Start of Block

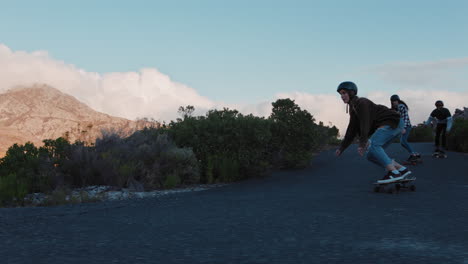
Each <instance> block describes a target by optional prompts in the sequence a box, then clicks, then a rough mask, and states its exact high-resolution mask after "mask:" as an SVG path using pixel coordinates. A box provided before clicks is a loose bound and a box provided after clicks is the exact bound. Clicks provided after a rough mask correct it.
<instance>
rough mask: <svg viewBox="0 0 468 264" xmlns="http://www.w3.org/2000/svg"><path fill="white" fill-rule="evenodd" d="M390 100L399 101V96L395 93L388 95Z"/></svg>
mask: <svg viewBox="0 0 468 264" xmlns="http://www.w3.org/2000/svg"><path fill="white" fill-rule="evenodd" d="M390 101H391V102H393V101H400V96H398V95H397V94H394V95H392V96H391V97H390Z"/></svg>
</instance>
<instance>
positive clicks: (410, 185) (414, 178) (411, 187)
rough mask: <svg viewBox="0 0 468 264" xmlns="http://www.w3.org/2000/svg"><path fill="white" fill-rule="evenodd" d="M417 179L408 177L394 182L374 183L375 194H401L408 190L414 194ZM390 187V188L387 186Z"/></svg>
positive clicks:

End of Block

# Try it
Please convert the listing above into a JSON list of strings, one string per line and no entries for blank lines, leaving out the pictures.

# Response box
[
  "Each <instance> block describes a target by optional prompts in the sequence a box, then clicks, then a rough mask, and states its exact high-resolution mask after \"mask:\" as an SVG path using pixel coordinates. A box provided before clicks is a loose bound and a box provided after clicks is the exact bound. Clicks provided after a rough mask correct it.",
  "<instance>",
  "rough mask: <svg viewBox=\"0 0 468 264\" xmlns=\"http://www.w3.org/2000/svg\"><path fill=\"white\" fill-rule=\"evenodd\" d=\"M390 100L399 101V96L395 93L388 95Z\"/></svg>",
  "mask: <svg viewBox=\"0 0 468 264\" xmlns=\"http://www.w3.org/2000/svg\"><path fill=\"white\" fill-rule=\"evenodd\" d=\"M390 101H391V102H393V101H400V96H398V95H397V94H394V95H392V96H391V97H390Z\"/></svg>",
  "</instance>",
  "<instance>",
  "positive clicks: (410, 185) (414, 178) (411, 187)",
  "rough mask: <svg viewBox=\"0 0 468 264\" xmlns=\"http://www.w3.org/2000/svg\"><path fill=\"white\" fill-rule=\"evenodd\" d=\"M417 179L408 177L394 182L374 183L375 194H401L408 190L414 194ZM390 187V188L387 186Z\"/></svg>",
  "positive clicks:"
]